=== SOURCE DOCUMENT ===

Dufton is an ancient settlement and some of the earliest written records of the village are from the 1320s. The place-name Dufton is first attested in 1289 and means 'dove town or farmstead'. The Rolls of Appointment report the "living" of the parish of Dufton in 1323.

St Cuthbert's Church just outside the village mainly dates from the 19th century.

Dufton was a centre for lead mining in the 18th and 19th centuries. The Quaker-owned London Lead Company developed the village through the construction of housing, a school, a library and the installation of piped water. A fountain and circular water trough built by the Company forms a centrepiece on the green. The inscription on the fountain reads (translated from the Latin):

There is a clear pool, whose waters gleam like silver. It is not tainted by shepherds, or by their she-goats grazing on the mountain. Nor is it muddied by cattle, or by birds or wild animals, or by a branch fallen from a tree.

==Dufton today==
The main activities in the village nowadays are linked to tourism and farming. Dufton was badly affected by the foot and mouth disease outbreak of 2001. Local farms were in the area which became known as "the Penrith spur" where the disease proved very hard to eradicate and where the final cases of the outbreak occurred. The practice of grazing sheep on communal pastureland above the village may have contributed to this.

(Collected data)
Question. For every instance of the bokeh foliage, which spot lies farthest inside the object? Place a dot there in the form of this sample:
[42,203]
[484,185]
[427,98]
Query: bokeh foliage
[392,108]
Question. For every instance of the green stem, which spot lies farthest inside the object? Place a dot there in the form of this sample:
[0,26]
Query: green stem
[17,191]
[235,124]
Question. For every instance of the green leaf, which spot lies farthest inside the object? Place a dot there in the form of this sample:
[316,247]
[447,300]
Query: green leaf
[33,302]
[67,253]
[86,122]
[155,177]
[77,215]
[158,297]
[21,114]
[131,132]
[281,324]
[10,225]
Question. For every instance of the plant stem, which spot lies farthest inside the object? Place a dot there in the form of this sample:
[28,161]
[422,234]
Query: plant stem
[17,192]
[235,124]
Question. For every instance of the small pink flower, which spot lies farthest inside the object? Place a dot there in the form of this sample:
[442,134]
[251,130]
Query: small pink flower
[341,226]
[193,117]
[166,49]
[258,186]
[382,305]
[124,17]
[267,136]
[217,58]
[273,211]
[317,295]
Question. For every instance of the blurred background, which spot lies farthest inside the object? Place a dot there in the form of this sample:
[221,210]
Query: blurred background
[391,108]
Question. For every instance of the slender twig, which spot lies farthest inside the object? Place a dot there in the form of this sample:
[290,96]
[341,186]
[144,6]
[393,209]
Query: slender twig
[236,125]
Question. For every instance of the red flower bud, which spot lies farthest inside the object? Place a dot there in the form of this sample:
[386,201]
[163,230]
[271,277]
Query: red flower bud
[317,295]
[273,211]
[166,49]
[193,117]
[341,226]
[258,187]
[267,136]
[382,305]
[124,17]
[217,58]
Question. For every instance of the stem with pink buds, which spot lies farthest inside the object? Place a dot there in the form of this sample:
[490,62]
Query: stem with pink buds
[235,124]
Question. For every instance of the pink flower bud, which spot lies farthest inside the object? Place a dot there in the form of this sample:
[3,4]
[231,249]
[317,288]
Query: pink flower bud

=== ACTIONS TO TAKE ===
**a)** According to the text about Dufton, in what year is the place-name Dufton first attested?
**b)** In the text about Dufton, take the part between "Dufton is an" and "Dufton in 1323.", inclusive, and write it out with "ancient settlement" swapped for "old settlement".
**c)** Write the next part of the text about Dufton, starting after its last sentence.
The data has no connection to the text about Dufton.

=== ANSWERS BY ITEM NUMBER ===
**a)** It is first attested in 1289.

**b)**
Dufton is an old settlement and some of the earliest written records of the village are from the 1320s. The place-name Dufton is first attested in 1289 and means 'dove town or farmstead'. The Rolls of Appointment report the "living" of the parish of Dufton in 1323.

**c)**
Dufton lies on the Pennine Way and both the Stag Inn and Dufton Youth Hostel are favourite stopping-off points for walkers. The Hostel was opened in 1978 following the closure of nearby Knock YHA which was located in an old RAF station. There are several B&Bs and campsites in and around the village.

Dufton Ghyll Wood is an area of semi-natural ancient woodland that contains significant outcrops of St Bees Sandstone. Other local geographic features include Dufton Pike, Knock Pike, Cross Fell and High Cup Gill. The locality is also known for the Helm Wind and Helm Bar. The latter are wind and cloud effects induced by the topography of the area.